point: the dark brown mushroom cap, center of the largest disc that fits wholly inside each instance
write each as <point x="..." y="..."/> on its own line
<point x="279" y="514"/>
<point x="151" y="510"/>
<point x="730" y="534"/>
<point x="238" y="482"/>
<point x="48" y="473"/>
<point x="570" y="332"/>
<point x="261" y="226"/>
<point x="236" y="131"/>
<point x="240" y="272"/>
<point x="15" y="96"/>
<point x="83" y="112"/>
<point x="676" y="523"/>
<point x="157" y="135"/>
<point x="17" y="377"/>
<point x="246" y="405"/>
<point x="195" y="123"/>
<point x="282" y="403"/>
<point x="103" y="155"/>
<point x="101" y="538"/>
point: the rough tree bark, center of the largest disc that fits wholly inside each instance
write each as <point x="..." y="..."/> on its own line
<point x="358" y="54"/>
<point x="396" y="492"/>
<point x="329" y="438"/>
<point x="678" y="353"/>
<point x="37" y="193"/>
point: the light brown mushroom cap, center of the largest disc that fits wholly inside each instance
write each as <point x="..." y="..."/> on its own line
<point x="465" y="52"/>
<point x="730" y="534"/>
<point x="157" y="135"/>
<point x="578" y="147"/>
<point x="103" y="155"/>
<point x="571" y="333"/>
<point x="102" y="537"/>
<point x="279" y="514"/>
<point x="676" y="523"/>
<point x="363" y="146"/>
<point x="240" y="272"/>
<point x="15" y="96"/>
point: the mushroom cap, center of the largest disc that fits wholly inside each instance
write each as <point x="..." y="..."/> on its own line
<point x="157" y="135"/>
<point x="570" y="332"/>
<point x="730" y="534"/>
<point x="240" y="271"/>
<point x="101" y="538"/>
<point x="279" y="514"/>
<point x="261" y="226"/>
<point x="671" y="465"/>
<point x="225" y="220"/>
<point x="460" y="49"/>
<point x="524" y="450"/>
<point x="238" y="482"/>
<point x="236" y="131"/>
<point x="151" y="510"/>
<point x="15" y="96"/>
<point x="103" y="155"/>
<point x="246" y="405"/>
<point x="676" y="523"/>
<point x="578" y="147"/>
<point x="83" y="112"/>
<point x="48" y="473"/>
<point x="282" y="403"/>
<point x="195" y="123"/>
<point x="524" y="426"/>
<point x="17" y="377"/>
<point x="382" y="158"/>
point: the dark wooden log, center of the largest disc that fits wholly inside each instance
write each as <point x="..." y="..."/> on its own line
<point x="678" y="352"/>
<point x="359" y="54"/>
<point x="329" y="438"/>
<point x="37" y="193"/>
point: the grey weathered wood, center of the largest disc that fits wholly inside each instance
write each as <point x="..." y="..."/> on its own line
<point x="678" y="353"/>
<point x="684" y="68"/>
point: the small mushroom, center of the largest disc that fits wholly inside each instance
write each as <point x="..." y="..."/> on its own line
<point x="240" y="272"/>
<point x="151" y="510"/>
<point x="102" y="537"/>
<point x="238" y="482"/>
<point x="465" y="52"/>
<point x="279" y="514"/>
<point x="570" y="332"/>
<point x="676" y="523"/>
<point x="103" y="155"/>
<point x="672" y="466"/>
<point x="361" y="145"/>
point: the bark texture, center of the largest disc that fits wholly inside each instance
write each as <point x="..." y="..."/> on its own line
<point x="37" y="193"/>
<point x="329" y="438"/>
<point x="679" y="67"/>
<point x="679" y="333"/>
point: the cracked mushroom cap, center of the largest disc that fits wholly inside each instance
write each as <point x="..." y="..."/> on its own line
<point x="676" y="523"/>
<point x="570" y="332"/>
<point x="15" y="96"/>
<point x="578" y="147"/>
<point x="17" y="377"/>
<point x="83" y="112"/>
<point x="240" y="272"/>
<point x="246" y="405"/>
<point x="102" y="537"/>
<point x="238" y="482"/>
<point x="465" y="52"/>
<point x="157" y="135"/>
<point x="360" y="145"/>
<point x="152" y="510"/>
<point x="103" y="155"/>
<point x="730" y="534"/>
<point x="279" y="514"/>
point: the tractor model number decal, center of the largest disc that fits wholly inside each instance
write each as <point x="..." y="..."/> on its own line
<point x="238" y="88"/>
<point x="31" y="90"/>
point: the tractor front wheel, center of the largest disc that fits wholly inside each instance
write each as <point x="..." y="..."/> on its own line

=-=-=

EXERCISE INSTRUCTIONS:
Keep only the lines from the one containing "point: the tractor model" to the end of the entries, and repeat them exactly.

EXPECTED ANSWER:
point: the tractor model number decal, center of the largest disc that fits wholly inside each instance
write each as <point x="..." y="..."/> on its own line
<point x="238" y="88"/>
<point x="31" y="90"/>
point: the tractor front wheel, center of the largest disc that fits wholly inside each instance
write each as <point x="..." y="..."/> on its own line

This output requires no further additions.